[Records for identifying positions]

● ● ● ● ●

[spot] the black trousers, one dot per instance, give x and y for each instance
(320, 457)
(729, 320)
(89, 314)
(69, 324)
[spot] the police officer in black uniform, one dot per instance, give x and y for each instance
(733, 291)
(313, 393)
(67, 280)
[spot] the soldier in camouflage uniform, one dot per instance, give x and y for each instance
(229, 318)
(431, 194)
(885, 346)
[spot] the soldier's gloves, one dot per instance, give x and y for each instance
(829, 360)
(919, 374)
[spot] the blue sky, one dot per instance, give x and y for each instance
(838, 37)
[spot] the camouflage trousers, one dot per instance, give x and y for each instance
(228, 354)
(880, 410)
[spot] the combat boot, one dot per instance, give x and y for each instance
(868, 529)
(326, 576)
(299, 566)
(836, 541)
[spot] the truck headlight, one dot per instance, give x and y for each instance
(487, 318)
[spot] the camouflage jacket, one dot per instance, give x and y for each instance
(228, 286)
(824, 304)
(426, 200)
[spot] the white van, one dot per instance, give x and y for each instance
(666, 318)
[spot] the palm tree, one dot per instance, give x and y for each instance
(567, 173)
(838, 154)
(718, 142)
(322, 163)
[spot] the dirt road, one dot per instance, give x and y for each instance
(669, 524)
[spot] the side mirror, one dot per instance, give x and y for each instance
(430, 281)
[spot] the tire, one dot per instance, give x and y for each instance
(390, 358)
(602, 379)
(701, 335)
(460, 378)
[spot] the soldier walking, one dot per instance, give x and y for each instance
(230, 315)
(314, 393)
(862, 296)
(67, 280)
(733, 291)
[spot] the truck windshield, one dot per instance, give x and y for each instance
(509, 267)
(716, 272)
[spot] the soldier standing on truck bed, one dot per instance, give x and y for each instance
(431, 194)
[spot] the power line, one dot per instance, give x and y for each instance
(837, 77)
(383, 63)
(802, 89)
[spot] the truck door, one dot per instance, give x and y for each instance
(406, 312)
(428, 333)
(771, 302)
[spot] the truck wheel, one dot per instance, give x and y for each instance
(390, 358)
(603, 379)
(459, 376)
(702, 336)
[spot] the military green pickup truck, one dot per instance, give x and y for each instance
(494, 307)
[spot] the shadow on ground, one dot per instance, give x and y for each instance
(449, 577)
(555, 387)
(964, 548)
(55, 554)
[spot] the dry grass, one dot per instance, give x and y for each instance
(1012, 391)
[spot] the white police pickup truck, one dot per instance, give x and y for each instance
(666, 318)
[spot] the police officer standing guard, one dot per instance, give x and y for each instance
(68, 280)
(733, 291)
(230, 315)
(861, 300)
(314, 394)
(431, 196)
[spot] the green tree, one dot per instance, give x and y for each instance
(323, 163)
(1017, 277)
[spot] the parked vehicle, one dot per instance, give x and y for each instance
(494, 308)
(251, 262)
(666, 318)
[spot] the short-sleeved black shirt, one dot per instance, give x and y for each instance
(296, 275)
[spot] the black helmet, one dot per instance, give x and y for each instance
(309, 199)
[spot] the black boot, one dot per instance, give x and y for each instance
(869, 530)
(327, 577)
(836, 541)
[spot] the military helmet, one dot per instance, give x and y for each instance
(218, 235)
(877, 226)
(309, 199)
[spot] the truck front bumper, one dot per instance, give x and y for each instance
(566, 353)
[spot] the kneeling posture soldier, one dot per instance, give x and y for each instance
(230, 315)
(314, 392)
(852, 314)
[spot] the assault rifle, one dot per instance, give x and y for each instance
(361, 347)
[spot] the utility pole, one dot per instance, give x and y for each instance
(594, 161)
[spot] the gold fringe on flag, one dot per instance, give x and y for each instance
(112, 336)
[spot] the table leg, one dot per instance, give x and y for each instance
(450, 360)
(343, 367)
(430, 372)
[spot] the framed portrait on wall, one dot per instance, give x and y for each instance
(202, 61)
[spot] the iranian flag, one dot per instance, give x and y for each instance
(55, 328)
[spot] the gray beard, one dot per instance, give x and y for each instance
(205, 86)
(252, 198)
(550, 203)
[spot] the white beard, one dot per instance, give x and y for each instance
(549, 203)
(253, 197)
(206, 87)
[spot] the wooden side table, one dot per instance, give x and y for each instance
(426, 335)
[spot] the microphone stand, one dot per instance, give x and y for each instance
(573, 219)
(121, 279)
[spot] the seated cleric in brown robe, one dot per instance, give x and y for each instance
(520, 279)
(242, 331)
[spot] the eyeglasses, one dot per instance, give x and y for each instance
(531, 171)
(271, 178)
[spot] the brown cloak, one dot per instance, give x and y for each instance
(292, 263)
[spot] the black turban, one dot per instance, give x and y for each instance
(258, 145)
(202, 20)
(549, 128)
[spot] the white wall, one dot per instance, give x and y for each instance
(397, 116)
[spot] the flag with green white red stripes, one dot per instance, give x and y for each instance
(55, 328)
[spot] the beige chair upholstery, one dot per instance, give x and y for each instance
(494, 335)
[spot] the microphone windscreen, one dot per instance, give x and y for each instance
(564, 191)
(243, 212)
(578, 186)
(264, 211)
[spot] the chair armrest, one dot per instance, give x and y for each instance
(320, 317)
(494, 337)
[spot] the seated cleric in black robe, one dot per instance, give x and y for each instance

● ● ● ● ●

* [What this task involves]
Lay out as a numbered list the lines starting at the one that contains "[spot] the white police" and stopping after the one that contains "(1017, 277)", with any blank lines left out.

* [Task solution]
1. [spot] the white police pickup truck, one dot per instance, give x and y for each instance
2. (666, 318)
3. [spot] the police officer standing guard, one dot per instance, give x and y for each instance
4. (68, 280)
5. (733, 291)
6. (230, 315)
7. (861, 300)
8. (314, 394)
9. (431, 196)
10. [spot] the green tree, one dot per instance, give x and y for each instance
11. (323, 163)
12. (1017, 277)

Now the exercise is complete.